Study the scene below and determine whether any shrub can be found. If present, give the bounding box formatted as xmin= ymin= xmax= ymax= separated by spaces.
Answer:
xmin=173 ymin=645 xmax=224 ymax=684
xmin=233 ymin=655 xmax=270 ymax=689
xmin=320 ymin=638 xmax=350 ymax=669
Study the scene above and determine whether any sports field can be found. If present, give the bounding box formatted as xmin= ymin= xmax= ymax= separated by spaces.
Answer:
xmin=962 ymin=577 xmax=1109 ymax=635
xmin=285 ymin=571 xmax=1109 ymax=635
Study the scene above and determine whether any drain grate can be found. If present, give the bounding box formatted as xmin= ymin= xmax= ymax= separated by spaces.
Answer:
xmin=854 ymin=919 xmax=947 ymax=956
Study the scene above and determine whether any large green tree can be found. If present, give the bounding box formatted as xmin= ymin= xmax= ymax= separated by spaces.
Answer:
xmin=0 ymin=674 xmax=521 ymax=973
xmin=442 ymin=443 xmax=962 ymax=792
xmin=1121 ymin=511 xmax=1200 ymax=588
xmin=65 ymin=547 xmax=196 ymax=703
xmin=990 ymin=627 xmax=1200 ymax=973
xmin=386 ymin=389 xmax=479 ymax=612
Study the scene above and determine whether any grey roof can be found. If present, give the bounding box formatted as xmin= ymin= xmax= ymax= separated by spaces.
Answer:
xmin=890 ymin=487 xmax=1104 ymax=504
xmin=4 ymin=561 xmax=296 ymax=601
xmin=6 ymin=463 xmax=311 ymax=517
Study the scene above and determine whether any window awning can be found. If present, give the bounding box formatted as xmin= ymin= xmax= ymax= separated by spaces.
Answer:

········

EXERCISE BRIEF:
Rewrite all of the rows above, changing every "scene" to "image" and keeping everything else as it is.

RESULT FOR THIS TASK:
Study the image below and determine whether any shrub can be found. If present, give the bounding box formatted as xmin= ymin= xmax= ymax= separated by spaces.
Answer:
xmin=173 ymin=645 xmax=224 ymax=684
xmin=233 ymin=655 xmax=270 ymax=689
xmin=320 ymin=638 xmax=350 ymax=669
Study the image above and determine whether any sports field can be found. If present, give the bounding box formatted as xmin= ymin= xmax= ymax= separated by spaces.
Answer:
xmin=962 ymin=577 xmax=1109 ymax=635
xmin=285 ymin=571 xmax=1109 ymax=635
Study the image above and determine whether any drain grate can be found. If present, give the bounding box formatted as xmin= ymin= xmax= ymax= separated by spaces.
Answer:
xmin=854 ymin=919 xmax=947 ymax=956
Study the image above and determine whether any large green tree can be found. If present, give the bounding box formatted as xmin= ymin= xmax= ymax= separated by spaces.
Answer:
xmin=0 ymin=674 xmax=521 ymax=973
xmin=442 ymin=443 xmax=962 ymax=792
xmin=1121 ymin=511 xmax=1200 ymax=588
xmin=65 ymin=547 xmax=196 ymax=703
xmin=990 ymin=627 xmax=1200 ymax=973
xmin=386 ymin=389 xmax=479 ymax=612
Study the image above and determine whether any grey roof can be found. If present, give the bounding box formatted as xmin= ymin= xmax= ymax= separated by spaces.
Answer:
xmin=890 ymin=487 xmax=1104 ymax=504
xmin=4 ymin=561 xmax=296 ymax=601
xmin=6 ymin=463 xmax=311 ymax=517
Study the image above and determine whether any window awning can be found. If present, give the bounding box formatted as xmin= ymin= xmax= ymax= separated by spaces.
Answer:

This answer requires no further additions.